TUGAS 1: Tulis ulang semua entri di bawah dengan mengganti "small tree" menjadi "young tree" tanpa mengubah bagian lainnya. Jangan sertakan gambar dalam jawaban.

KUTIPAN TEKS:
==================================================

PATTIMURA
(atau
Thomas Matulessy) (lahir di Haria, pulau Saparua, Maluku, 8 Juni 1783 – meninggal
di Ambon, Maluku, 16 Desember 1817
pada umur 34 tahun), juga dikenal dengan nama Kapitan Pattimura adalah
pahlawan Maluku dan merupakan Pahlawan
nasional Indonesia.
Menurut
buku biografi Pattimura versi pemerintah yang pertama kali terbit, M Sapija
menulis, "Bahwa pahlawan Pattimura tergolong turunan bangsawan dan berasal
dari Nusa Ina (Seram). Ayah beliau yang bernama Antoni Mattulessy adalah anak
dari Kasimiliali Pattimura Mattulessy. Yang terakhir ini adalah putra raja
Sahulau. Sahulau merupakan nama orang di negeri yang terletak dalam sebuah
teluk di Seram Selatan".
Namun
berbeda dengan sejarawan Mansyur Suryanegara. Dia mengatakan dalam bukunya Api
Sejarah bahwa Ahmad Lussy atau dalam bahasa Maluku disebut Mat Lussy, lahir di
Hualoy, Seram Selatan (bukan Saparua seperti yang dikenal dalam sejarah
versi pemerintah). Dia adalah bangsawan dari kerajaan Islam Sahulau, yang saat
itu diperintah Sultan Abdurrahman. Raja ini dikenal pula dengan sebutan Sultan
Kasimillah (Kazim Allah/Asisten Allah). Dalam bahasa Maluku disebut
Kasimiliali.
Istilah Kapitan
Dari
sejarah tentang Pattimura yang ditulis M Sapija, gelar kapitan adalah pemberian
Belanda. Padahal tidak.
Menurut
Sejarawan Mansyur Suryanegara atas saran abdul gafur, leluhur bangsa ini, dari
sudut sejarah dan antropologi, adalah homo religiosa (makhluk agamis).
Keyakinan mereka terhadap sesuatu kekuatan di luar jangkauan akal pikiran
mereka, menimbulkan tafsiran yang sulit dicerna rasio modern. Oleh sebab itu,
tingkah laku sosialnya dikendalikan kekuatan-kekuatan alam yang mereka takuti.
Jiwa
mereka bersatu dengan kekuatan-kekuatan alam, kesaktian-kesaktian khusus yang
dimiliki seseorang. Kesaktian itu kemudian diterima sebagai sesuatu peristiwa
yang mulia dan suci. Bila ia melekat pada seseorang, maka orang itu adalah
lambang dari kekuatan mereka. Dia adalah pemimpin yang dianggap memiliki
kharisma. Sifat-sifat itu melekat dan berproses turun-temurun. Walaupun
kemudian mereka sudah memeluk agama, namun secara genealogis/silsilah/keturunan
adalah turunan pemimpin atau kapitan. Dari sinilah sebenarnya sebutan
"kapitan" yang melekat pada diri Pattimura itu bermula.

==================================================

ENTRI YANG DIBERIKAN:

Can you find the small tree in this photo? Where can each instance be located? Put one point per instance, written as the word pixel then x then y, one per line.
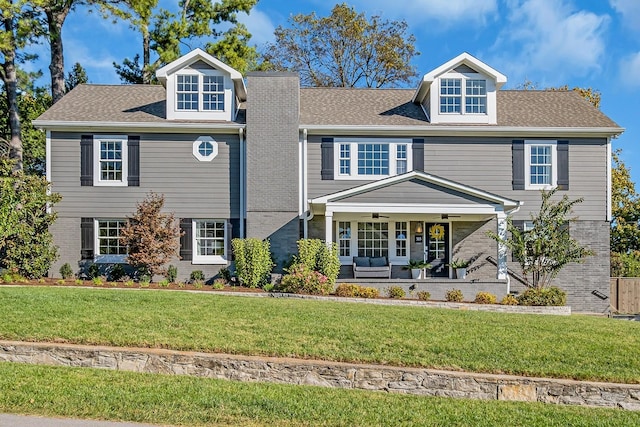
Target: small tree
pixel 547 247
pixel 153 238
pixel 253 261
pixel 26 245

==================================================

TUGAS 2:
Jawablah pertanyaan berikut berdasarkan teks tentang Pattimura di atas.
(a) Di mana Pattimura lahir menurut kalimat pembuka teks?
(b) Siapa nama ayah Pattimura menurut buku biografi yang ditulis M Sapija?
(c) Menurut Mansyur Suryanegara, di mana Ahmad Lussy lahir?

JAWABAN AKHIR 1:
Can you find the young tree in this photo? Where can each instance be located? Put one point per instance, written as the word pixel then x then y, one per line.
Target: young tree
pixel 547 247
pixel 153 238
pixel 253 261
pixel 26 245

JAWABAN AKHIR 2:
(a) Pattimura lahir di Haria, pulau Saparua, Maluku.
(b) Ayah Pattimura bernama Antoni Mattulessy.
(c) Ahmad Lussy lahir di Hualoy, Seram Selatan.